Do this —
Locate every line below that contains the string "paint" and copy each of those lines out in full.

(Records from a point labeling set)
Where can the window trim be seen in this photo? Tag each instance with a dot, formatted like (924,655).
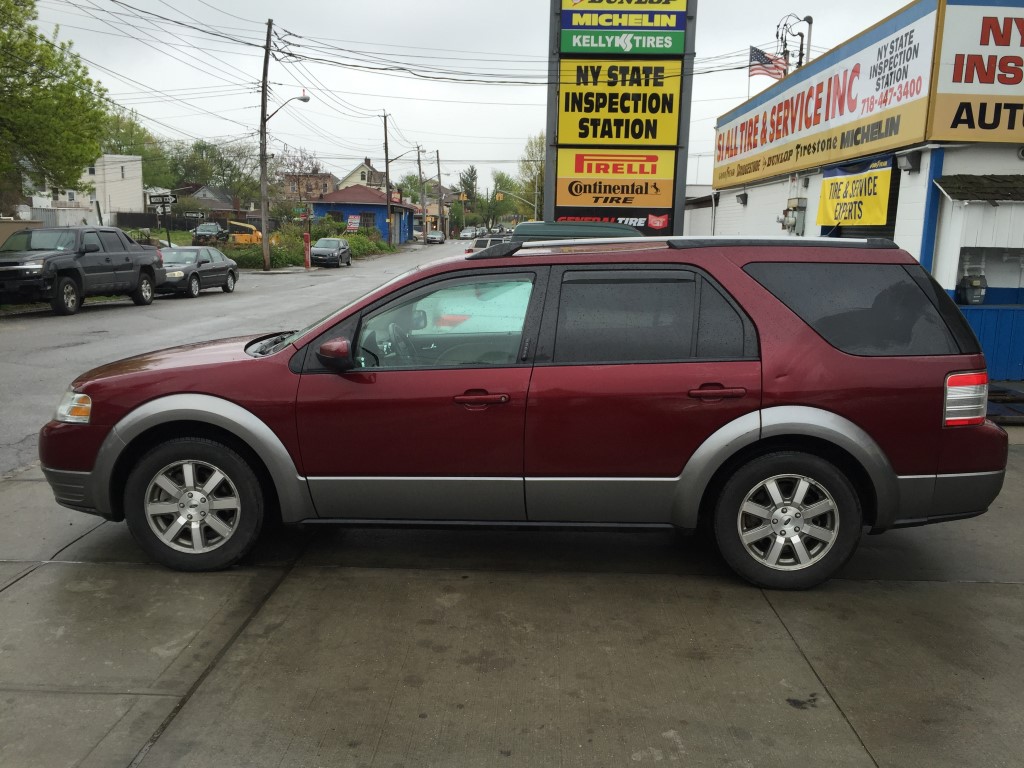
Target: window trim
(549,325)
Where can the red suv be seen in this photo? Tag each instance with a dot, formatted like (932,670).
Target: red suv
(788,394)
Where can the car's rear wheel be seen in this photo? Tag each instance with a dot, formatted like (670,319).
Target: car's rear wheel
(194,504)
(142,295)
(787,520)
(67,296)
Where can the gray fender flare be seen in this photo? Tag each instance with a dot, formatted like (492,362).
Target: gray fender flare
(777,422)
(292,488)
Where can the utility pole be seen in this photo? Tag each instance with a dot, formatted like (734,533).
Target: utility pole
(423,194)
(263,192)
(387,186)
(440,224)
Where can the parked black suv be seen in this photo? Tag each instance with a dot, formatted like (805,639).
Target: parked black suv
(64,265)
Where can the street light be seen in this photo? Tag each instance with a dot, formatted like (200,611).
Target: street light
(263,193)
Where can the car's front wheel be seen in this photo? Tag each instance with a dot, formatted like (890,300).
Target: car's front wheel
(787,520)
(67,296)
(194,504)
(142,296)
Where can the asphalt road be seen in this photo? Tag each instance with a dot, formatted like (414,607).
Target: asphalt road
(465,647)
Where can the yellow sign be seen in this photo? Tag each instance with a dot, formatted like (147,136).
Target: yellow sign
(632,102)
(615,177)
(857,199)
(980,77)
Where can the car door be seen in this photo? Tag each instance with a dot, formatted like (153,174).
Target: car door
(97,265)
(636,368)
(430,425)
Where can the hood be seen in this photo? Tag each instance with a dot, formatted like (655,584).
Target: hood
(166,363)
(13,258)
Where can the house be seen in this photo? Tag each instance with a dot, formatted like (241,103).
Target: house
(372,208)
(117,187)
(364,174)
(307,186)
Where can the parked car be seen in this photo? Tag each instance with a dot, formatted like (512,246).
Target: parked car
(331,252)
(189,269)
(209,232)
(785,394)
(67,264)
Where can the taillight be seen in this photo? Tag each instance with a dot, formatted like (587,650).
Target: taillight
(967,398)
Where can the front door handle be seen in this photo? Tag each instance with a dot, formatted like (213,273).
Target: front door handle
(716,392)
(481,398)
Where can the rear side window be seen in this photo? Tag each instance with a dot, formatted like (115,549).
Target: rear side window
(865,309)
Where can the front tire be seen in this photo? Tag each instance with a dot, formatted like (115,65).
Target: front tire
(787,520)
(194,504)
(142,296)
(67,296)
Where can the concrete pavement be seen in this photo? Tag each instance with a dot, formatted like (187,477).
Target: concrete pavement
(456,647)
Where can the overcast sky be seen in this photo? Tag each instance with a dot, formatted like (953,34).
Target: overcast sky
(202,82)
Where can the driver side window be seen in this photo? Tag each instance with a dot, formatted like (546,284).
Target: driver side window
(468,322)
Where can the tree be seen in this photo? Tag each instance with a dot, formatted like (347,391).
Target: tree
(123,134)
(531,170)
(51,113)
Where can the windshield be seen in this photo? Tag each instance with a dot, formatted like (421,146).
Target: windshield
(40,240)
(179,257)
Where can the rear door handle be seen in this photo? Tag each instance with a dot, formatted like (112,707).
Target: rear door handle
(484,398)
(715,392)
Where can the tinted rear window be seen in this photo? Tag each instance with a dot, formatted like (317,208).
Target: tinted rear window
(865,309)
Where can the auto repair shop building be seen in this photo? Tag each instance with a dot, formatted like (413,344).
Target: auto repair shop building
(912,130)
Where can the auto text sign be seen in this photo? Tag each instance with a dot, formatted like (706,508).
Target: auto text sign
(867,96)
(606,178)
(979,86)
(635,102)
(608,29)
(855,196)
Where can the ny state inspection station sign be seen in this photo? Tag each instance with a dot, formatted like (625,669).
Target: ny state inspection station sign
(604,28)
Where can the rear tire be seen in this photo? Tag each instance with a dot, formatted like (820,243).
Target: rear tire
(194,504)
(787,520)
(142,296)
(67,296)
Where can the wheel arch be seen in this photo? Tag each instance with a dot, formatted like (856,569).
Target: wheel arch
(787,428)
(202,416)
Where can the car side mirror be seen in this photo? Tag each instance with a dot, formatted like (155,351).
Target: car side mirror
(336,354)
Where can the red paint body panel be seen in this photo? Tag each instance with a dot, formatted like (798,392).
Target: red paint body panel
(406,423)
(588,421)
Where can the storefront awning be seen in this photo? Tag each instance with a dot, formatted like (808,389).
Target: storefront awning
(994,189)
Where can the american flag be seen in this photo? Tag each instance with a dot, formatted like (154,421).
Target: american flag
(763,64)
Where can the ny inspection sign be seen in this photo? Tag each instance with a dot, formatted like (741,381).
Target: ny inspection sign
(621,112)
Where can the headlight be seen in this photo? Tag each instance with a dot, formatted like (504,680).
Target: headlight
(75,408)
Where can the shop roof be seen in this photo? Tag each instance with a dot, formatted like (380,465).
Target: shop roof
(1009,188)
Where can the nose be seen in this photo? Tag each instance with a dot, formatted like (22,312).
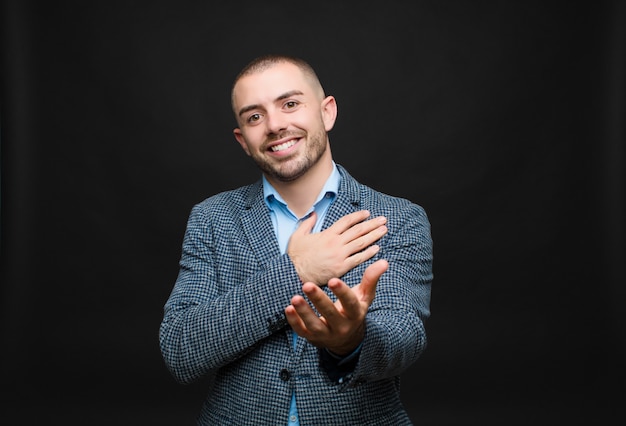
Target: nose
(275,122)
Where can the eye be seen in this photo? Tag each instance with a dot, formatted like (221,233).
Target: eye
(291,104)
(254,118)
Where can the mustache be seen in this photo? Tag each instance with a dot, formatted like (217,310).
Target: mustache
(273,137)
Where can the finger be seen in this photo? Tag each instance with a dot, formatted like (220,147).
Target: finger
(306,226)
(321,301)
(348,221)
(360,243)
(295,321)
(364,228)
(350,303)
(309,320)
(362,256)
---
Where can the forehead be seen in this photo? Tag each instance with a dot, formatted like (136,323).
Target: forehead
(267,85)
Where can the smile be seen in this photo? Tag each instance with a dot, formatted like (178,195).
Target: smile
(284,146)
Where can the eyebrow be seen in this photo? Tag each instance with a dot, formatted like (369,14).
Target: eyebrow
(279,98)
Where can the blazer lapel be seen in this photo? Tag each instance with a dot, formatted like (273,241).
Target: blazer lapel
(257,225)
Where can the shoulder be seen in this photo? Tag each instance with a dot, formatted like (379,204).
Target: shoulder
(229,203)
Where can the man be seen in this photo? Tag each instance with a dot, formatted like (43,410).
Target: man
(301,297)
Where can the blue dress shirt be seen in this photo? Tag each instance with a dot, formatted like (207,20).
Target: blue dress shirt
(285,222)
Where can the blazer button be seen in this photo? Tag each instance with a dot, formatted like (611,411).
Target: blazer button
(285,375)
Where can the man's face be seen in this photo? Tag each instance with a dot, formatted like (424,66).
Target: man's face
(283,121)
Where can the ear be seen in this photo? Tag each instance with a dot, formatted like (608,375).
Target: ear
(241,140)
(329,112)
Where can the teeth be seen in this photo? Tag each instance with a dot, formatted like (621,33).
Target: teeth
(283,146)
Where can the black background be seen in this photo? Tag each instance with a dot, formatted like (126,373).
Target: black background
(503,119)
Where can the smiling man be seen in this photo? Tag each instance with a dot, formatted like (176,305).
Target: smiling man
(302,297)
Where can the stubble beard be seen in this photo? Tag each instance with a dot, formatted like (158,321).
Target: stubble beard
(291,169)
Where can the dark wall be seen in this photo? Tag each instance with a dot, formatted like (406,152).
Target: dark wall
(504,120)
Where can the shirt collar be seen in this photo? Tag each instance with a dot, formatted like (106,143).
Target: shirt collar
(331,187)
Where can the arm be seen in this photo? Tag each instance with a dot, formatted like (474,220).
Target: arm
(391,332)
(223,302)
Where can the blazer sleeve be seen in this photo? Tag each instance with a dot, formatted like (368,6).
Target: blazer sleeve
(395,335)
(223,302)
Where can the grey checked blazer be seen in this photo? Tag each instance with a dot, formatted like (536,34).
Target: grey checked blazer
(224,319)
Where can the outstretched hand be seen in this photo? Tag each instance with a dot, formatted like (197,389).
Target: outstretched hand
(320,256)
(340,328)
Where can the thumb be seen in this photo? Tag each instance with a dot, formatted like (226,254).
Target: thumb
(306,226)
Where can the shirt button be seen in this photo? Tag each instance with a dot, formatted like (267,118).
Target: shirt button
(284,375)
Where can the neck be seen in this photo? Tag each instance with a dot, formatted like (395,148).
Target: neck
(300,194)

Written solution —
Where can the red paint body panel be seen in this photo? Tag each instance with a dot, formatted like (798,392).
Target: red paint body panel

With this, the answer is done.